§ **REQUIRED WORK**: Would you please retype, exactly, the lines of the listing below between the line with "Question. Provide a point on each instance of the calm" and the line with "Question. Provide a point on each instance of the low white", inclusive?
(DATA TO PROCESS Opens)
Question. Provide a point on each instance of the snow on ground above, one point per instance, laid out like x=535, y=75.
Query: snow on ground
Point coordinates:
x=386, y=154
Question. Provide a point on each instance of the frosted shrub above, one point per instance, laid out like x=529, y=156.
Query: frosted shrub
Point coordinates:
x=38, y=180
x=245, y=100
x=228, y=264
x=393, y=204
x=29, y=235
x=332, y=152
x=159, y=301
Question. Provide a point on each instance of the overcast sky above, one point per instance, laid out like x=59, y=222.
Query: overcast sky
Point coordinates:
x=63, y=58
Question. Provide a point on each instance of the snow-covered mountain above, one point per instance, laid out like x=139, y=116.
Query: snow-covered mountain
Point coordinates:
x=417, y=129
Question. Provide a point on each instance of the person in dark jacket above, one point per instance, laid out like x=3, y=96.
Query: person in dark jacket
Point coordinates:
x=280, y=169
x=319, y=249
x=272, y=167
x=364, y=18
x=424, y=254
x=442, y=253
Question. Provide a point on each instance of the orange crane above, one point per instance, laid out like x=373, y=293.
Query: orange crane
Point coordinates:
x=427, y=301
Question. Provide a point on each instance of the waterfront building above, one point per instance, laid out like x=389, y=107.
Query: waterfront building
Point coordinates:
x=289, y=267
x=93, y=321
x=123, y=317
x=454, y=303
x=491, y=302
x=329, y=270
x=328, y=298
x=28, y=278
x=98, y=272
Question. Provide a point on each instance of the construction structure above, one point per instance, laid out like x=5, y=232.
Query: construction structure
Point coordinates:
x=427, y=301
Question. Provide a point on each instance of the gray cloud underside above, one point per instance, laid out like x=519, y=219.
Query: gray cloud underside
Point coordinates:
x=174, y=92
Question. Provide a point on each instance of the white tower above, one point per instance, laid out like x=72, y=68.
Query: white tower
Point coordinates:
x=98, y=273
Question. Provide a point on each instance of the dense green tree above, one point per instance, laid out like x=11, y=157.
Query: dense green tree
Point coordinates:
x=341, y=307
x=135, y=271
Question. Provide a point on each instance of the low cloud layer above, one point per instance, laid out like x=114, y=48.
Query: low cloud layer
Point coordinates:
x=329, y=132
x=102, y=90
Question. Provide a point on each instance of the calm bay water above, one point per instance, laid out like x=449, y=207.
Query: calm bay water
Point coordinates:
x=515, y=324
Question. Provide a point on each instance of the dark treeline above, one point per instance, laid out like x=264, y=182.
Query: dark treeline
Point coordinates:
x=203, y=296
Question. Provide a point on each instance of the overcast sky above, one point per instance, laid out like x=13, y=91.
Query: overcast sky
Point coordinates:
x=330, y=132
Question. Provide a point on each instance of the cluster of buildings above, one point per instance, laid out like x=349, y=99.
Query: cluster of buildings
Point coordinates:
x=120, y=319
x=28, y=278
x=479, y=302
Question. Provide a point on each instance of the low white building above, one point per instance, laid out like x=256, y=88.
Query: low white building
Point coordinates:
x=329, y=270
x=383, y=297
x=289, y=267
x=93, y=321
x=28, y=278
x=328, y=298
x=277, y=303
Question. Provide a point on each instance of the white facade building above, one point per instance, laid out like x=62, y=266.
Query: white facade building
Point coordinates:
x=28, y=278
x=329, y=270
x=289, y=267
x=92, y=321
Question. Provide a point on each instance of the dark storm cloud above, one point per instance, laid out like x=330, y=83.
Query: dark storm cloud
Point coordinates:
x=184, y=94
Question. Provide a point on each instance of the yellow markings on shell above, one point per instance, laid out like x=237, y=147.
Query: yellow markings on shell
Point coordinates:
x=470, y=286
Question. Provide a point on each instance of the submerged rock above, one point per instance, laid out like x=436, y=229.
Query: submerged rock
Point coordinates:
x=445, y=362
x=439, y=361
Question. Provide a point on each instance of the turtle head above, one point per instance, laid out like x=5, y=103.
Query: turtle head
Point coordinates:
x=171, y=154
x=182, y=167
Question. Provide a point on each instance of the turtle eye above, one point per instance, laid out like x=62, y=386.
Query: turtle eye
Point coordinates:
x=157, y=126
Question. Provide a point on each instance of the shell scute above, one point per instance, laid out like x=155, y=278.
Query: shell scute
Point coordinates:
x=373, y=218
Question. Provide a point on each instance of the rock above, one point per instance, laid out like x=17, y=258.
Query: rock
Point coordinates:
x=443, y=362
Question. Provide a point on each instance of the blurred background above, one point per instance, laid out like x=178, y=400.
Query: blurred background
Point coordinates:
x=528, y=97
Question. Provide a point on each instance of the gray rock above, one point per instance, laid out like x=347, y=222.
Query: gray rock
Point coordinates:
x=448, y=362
(DATA TO PROCESS Closes)
§ **RESULT BELOW**:
Question. Provide a point on each instance of the calm bay water above, one point per instance, laid out like x=449, y=207.
Query: calm bay water
Point coordinates:
x=515, y=324
Question. Provide a point on each instance of the dark treeline above, one point per instance, laid out like x=264, y=182.
Query: dark treeline
Point coordinates:
x=203, y=296
Question. Provide a point on each instance of the overcast sky above, one point per instance, laid out like x=13, y=91.
Query: overcast sky
Point coordinates:
x=330, y=132
Question. Provide a point on each instance of the cluster of buildings above, one point per instance, laid out like x=349, y=99.
Query: cluster of buildings
Point coordinates:
x=120, y=319
x=28, y=278
x=479, y=302
Question. Provide a point on each instance of the low white building above, one point per instance, laid out like x=256, y=88.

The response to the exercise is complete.